▶ **指示と要件**: 下の行から文字列「white」を含むものをすべて見つけ、その行を書き写す。大文字と小文字は区別する。

[元の行]
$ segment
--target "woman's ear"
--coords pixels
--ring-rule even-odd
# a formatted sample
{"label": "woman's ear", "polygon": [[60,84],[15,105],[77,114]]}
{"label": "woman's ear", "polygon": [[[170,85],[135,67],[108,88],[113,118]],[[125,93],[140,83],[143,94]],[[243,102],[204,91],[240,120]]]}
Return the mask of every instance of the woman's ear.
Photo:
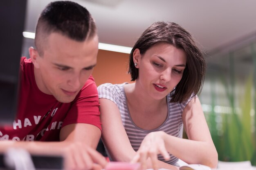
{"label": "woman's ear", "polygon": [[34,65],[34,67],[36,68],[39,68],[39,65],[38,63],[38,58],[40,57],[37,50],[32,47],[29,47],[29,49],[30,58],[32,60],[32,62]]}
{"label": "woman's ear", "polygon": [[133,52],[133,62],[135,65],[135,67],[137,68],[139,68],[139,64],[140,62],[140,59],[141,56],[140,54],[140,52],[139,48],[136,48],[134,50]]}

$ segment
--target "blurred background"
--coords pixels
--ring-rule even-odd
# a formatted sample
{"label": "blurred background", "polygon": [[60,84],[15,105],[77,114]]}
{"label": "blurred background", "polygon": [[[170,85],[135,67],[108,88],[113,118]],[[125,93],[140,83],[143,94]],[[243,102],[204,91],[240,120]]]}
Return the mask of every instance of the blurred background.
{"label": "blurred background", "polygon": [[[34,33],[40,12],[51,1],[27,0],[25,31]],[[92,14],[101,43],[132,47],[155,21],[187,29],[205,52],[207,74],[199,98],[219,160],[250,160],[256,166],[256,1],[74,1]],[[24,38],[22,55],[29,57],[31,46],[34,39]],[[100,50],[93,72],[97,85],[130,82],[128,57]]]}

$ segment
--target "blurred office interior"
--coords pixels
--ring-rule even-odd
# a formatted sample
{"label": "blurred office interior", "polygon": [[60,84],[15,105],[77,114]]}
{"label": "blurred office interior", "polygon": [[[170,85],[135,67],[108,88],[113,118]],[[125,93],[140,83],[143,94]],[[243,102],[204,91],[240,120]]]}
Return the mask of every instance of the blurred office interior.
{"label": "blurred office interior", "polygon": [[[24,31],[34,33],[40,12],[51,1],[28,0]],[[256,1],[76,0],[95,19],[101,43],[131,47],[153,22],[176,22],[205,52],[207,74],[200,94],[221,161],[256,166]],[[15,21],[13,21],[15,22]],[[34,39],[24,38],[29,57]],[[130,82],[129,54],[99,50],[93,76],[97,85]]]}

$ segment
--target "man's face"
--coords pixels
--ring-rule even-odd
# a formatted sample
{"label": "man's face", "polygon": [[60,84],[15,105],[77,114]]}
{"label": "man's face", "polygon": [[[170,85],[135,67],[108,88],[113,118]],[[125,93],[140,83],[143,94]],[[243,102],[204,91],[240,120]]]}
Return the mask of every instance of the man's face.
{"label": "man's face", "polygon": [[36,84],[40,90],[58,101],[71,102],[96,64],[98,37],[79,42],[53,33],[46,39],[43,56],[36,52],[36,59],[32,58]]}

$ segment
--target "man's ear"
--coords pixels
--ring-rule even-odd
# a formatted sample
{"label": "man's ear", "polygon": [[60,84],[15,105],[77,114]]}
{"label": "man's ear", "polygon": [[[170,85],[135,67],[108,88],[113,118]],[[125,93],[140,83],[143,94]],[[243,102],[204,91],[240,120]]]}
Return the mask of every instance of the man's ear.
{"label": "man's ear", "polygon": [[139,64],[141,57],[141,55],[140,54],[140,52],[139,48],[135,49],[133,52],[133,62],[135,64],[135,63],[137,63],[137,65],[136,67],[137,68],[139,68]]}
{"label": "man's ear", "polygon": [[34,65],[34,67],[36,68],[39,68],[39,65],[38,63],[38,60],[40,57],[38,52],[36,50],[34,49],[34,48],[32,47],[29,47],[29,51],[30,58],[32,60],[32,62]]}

* * *

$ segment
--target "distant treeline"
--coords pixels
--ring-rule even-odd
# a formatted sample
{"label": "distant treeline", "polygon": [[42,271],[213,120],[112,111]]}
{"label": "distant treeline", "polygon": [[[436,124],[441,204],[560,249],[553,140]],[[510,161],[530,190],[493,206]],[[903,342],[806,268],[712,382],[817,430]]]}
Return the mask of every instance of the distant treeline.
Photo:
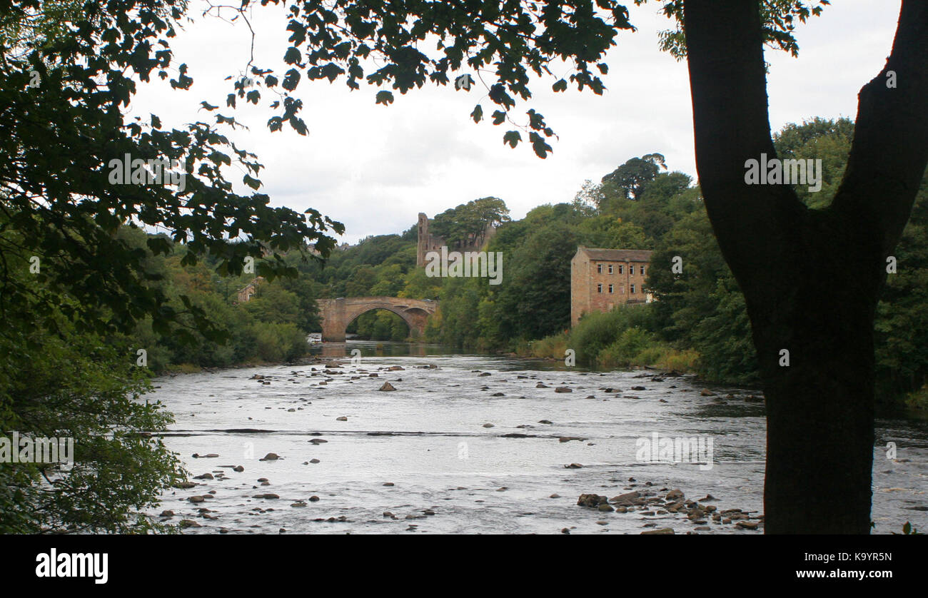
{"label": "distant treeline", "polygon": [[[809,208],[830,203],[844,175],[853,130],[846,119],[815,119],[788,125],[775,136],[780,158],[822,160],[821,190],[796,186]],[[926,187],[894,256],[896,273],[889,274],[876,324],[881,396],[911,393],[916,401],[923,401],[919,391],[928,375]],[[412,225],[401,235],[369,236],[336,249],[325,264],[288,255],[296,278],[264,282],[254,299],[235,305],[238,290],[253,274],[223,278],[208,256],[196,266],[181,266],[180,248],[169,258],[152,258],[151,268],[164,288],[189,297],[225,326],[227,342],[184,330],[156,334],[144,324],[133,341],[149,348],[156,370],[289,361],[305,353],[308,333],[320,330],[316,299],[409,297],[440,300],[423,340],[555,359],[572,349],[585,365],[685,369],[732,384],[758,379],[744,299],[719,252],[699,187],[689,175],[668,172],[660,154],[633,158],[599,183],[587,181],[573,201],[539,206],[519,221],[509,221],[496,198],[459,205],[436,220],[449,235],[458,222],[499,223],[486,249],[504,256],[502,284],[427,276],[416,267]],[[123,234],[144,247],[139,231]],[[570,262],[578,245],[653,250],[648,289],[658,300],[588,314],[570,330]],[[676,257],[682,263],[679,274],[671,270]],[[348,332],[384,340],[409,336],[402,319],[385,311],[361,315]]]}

---

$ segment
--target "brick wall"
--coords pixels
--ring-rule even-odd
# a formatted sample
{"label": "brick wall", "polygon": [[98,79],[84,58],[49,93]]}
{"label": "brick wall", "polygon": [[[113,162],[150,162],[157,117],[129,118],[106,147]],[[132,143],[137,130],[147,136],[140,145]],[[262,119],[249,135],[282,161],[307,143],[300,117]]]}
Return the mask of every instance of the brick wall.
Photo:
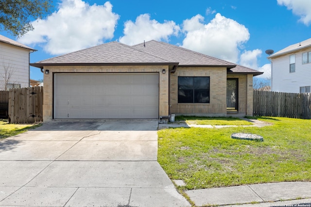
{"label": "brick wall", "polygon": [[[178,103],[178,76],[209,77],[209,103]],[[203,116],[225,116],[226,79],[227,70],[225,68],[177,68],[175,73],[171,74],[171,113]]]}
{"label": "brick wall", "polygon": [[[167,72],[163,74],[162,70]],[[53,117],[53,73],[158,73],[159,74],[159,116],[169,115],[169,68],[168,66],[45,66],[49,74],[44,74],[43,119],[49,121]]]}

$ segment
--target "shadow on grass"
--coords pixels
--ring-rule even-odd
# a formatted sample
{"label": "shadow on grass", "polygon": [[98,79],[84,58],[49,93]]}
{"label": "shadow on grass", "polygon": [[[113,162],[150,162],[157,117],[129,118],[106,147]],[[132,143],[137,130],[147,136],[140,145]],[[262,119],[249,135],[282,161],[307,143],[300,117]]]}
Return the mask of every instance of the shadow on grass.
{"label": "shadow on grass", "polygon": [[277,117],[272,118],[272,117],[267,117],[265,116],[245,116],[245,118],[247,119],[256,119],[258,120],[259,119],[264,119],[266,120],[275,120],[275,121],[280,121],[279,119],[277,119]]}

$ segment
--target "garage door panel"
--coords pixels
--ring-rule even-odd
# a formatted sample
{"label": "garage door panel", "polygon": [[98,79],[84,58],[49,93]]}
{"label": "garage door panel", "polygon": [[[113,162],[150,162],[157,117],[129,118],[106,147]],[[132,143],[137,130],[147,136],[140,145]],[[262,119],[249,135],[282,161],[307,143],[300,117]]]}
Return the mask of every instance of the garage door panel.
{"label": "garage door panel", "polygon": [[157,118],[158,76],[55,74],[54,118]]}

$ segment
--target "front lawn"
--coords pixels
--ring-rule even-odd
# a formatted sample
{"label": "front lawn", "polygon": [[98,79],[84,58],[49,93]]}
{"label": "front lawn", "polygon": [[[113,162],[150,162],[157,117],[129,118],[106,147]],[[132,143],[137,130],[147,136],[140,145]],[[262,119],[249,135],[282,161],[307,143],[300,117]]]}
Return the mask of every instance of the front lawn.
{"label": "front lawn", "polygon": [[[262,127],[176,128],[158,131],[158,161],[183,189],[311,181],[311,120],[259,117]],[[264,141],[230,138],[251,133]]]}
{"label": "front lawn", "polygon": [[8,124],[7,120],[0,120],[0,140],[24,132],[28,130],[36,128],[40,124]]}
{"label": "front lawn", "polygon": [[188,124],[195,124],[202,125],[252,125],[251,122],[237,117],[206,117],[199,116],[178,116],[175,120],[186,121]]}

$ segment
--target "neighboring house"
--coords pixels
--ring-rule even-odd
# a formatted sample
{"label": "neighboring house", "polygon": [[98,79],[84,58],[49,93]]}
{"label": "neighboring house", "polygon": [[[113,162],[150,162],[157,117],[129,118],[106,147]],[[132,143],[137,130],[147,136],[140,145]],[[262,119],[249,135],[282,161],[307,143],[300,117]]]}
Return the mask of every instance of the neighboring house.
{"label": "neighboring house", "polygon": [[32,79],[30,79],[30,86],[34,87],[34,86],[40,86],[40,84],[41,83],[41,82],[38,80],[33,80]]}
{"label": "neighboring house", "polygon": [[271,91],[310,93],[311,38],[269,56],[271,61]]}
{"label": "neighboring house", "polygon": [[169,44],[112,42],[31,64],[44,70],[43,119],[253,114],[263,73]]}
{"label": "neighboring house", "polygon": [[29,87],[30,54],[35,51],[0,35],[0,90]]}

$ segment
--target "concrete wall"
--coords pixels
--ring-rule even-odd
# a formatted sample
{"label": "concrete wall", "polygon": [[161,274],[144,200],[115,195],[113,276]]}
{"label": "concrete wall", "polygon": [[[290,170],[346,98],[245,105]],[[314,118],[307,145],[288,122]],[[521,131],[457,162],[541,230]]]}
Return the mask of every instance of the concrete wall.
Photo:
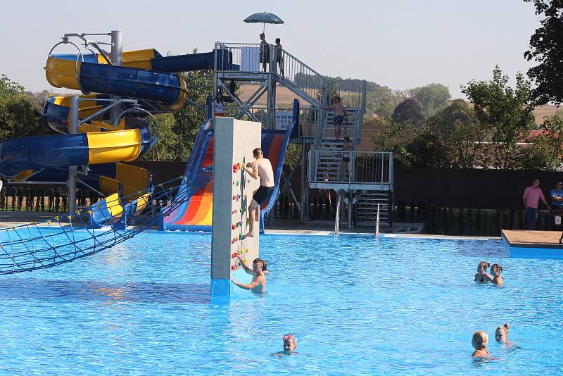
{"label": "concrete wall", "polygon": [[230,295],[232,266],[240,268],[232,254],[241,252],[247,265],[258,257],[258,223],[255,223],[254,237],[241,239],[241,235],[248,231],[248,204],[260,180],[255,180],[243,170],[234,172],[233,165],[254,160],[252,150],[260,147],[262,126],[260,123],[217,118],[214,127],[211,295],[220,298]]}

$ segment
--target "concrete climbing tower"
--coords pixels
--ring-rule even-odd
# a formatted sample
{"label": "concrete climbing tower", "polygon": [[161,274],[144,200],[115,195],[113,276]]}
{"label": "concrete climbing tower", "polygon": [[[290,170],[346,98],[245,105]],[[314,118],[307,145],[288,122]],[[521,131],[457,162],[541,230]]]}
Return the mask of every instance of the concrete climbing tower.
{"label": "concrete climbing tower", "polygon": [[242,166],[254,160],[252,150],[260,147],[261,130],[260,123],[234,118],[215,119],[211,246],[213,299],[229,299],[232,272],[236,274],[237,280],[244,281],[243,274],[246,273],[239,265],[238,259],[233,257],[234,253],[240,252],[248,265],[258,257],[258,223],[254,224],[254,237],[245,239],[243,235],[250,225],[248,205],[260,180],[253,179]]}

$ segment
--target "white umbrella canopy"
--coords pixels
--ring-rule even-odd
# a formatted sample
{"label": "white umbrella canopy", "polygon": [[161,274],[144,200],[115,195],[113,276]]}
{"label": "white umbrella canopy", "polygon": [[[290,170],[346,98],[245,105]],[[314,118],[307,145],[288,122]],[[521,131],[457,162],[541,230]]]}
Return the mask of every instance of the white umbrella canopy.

▶ **解答**:
--target "white umbrella canopy"
{"label": "white umbrella canopy", "polygon": [[161,274],[144,200],[115,195],[113,276]]}
{"label": "white umbrella canopy", "polygon": [[[290,170],[346,98],[245,105]],[[314,118],[307,145],[288,122]],[[521,131],[457,162],[541,230]]]}
Return the mask of every instance of the white umbrella canopy.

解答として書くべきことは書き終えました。